Reading passage:
Fun lede about why we write unpopular cache assets to memory.

Part of Cloudflare's service is a CDN that makes millions of Internet properties faster and more reliable by caching web assets closer to browsers and end users.

We make improvements to our infrastructure to make end-user experiences faster, more secure, and more reliable all the time. Here’s a case study of one such engineering effort where something counterintuitive turned out to be the right approach.

Our storage layer, which serves millions of cache hits per second globally, is powered by high IOPS NVMe SSDs.

Although SSDs are fast and reliable, cache hit tail latency within our system is dominated by the IO capacity of our SSDs. Moreover, because flash memory chips wear out, a non-negligible portion of our operational cost, including the cost of new devices, shipment, labor and downtime, is spent on replacing dead SSDs.

Recently, we developed a technology that reduces our hit tail latency and reduces the wear out of SSDs. This technology is a memory-SSD hybrid storage system that puts unpopular assets in memory.

The end result: cache hits from our infrastructure are now faster for all customers.

You may have thought that was a typo in my explanation of how the technique works. In fact, a few colleagues thought the same when we proposed this project internally, “I think you meant to say ‘popular assets’ in your document”. Intuitively, we should only put popular assets in memory since memory is even faster than SSDs.

You are not wrong. But I’m also correct. This blog post explains why.

First let me explain how we already use memory to speed up the IO of popular assets.

Page cache

Since it is so obvious that memory speeds up popular assets, Linux already does much of the hard work for us. This functionality is called the “page cache”. Files in Linux systems are organized into pages internally, hence the name.

The page cache uses the system’s available memory to cache reads from and buffer writes to durable storage. During typical operations of a Cloudflare server, all the services and processes themselves do not consume all physical memory. The remaining memory is used by the page cache.

List of tasks:
- a) In the Cloudflare cache storage article, what is the name of the Linux functionality that uses memory to speed up popular assets?
- b) Proceed with the Cloudflare cache storage article, continuing on from its final sentence.

Entries drawn from a collection
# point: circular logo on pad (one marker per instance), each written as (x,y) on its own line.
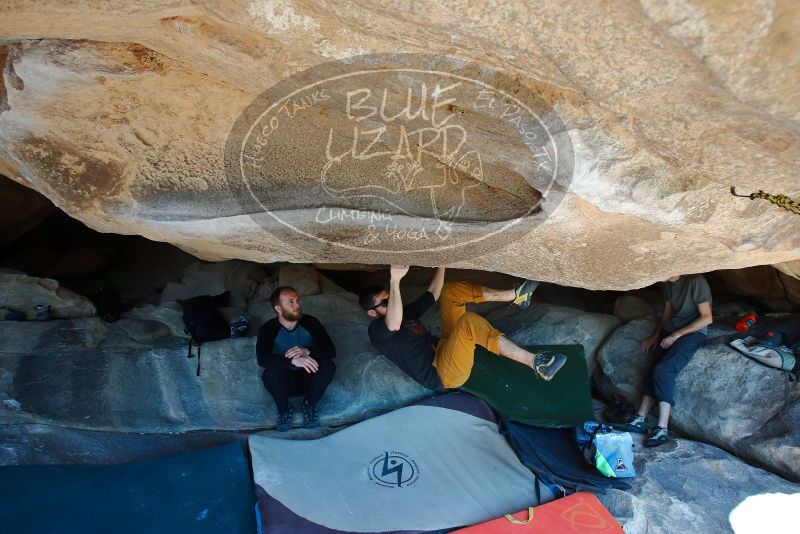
(393,469)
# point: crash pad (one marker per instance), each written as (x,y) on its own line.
(438,465)
(552,455)
(579,513)
(517,392)
(202,491)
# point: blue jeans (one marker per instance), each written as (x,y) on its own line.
(669,363)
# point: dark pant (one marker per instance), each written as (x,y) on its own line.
(669,363)
(284,383)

Set of answers:
- a) The page cache.

- b)
Below shows the memory layout of a typical Cloudflare edge server with 256GB of physical memory.

We can see the used memory (RSS) on top. RSS memory consumption for all services is about 87.71 GB, with our cache service consuming 4.1 GB. At the bottom we see overall page cache usage. Total size is 128.6 GB, with the cache service using 41.6 GB of it to serve cached web assets.

Caching reads

Pages that are frequently used are cached in memory to speed up reads. Linux uses the least recently used (LRU) algorithm among other techniques to decide what to keep in page cache. In other words, popular assets are already in memory.

Buffering writes

The page cache also buffers writes. Writes are not synchronized to disk right away. They are buffered until the page cache decides to do so at a later time, either periodically or due to memory pressure. Therefore, it also reduces repetitive writes to the same file.

However, because of the nature of the caching workload, a web asset arriving at our cache system is usually static. Unlike workloads of databases, where a single value can get repeatedly updated, in our caching workload, there are very few repetitive updates to an asset before it is completely cached. Therefore, the page cache does not help in reducing writes to disk since all pages will eventually be written to disks.

Smarter than the page cache?

Although the Linux page cache works great out of the box, our caching system can still outsmart it since our system knows more about the context of the data being accessed, such as the content type, access frequency and the time-to-live value.

Instead of improving caching popular assets, which the page cache already does, in the next section, we will focus on something the page cache cannot do well: putting unpopular assets in memory.

Putting unpopular assets in memory

Motivation: Writes are bad

Worn out SSDs are solely caused by writes, not reads. As mentioned above, it is costly to replace SSDs. Since Cloudflare operates data centers in 200 cities across the world, the cost of shipment and replacement can be a significant proportion of the cost of the SSD itself.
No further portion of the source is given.